■ **Stated exercise**: Arrange the lines of the listing below that begin at the line containing "Return the segmentation of every instance of the <item>black" and run through the line containing "[[[34,305],[32,300],[32,294],[20,294],[17,305]]]" as a JSON list of strings, one string per line. Leave out blank lines and include nothing outside that range.

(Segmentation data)
↓
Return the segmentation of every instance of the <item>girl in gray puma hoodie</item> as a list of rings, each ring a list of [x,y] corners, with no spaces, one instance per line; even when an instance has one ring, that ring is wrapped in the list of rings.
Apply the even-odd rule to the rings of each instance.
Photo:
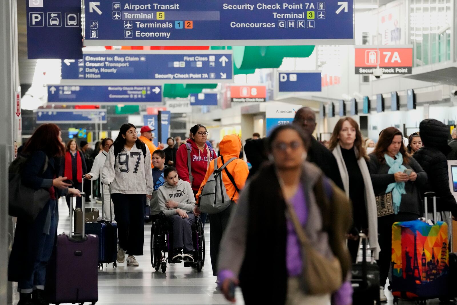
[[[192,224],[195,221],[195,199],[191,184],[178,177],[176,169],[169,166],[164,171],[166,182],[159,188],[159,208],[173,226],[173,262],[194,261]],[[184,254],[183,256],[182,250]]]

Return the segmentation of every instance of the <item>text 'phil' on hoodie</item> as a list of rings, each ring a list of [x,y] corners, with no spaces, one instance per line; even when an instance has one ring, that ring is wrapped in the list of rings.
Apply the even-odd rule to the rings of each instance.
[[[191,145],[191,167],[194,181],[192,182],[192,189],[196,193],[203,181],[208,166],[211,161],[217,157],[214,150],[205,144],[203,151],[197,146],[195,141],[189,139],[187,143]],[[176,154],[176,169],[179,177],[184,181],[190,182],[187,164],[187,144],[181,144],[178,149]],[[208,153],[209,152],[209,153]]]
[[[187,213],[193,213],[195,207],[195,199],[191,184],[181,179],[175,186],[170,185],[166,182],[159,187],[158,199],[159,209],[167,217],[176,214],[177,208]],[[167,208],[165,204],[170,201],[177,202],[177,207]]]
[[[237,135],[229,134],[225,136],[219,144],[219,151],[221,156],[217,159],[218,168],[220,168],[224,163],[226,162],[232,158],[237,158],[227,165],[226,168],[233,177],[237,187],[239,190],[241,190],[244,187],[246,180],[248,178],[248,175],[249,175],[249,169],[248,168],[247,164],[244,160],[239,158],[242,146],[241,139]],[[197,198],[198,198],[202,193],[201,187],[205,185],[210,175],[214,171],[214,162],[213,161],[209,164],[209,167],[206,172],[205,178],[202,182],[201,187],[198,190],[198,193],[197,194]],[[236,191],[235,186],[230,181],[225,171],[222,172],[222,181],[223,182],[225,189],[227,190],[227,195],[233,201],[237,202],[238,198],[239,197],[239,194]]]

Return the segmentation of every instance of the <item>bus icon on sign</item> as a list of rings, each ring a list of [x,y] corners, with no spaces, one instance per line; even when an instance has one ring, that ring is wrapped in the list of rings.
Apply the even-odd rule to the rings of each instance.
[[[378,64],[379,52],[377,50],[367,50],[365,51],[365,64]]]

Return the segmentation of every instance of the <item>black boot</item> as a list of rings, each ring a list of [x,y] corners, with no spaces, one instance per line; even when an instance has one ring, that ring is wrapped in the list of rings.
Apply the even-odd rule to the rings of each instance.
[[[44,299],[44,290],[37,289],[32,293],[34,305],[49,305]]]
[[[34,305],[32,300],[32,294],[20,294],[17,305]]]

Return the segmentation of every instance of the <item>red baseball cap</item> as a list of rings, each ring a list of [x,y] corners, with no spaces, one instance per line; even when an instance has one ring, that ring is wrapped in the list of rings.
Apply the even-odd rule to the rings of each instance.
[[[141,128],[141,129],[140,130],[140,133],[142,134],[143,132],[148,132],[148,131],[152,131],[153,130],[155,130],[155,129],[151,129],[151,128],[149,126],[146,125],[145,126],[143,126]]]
↑
↓
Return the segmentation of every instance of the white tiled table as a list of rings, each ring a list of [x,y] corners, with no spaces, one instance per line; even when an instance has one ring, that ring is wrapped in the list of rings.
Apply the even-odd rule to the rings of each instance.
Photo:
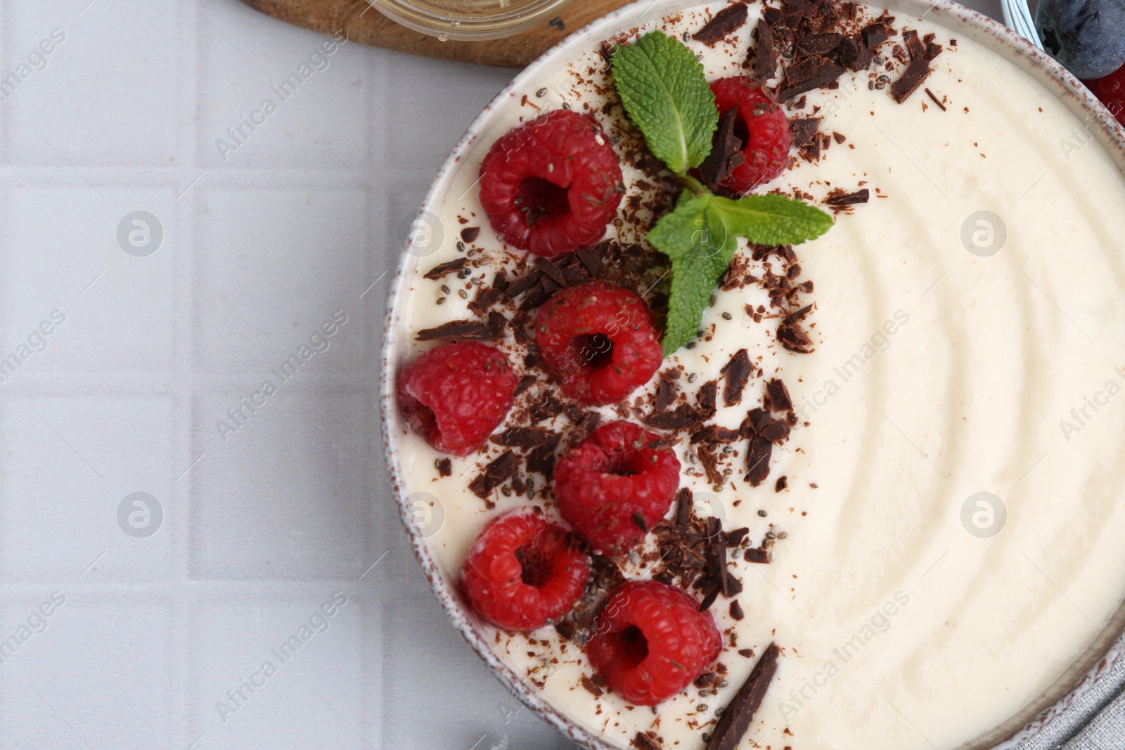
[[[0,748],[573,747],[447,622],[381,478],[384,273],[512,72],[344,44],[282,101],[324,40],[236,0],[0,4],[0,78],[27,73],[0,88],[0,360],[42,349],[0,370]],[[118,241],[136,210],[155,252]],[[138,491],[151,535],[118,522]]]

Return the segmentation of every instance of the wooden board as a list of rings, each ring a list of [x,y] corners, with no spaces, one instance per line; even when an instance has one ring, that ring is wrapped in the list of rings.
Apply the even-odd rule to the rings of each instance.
↑
■ **Solution below**:
[
  "Return the segmentation of every instance of the <item>black boot</item> as a list of rings, each ring a list of [x,y] corners, with no spaces, one instance per line; even when an instance has one ring, that ring is wrapped in the list of rings.",
  "Apply the even-odd rule to the rings of each instance.",
  "[[[44,299],[44,290],[37,289],[32,293],[34,305],[49,305]]]",
  "[[[34,305],[32,300],[32,294],[20,294],[17,305]]]"
]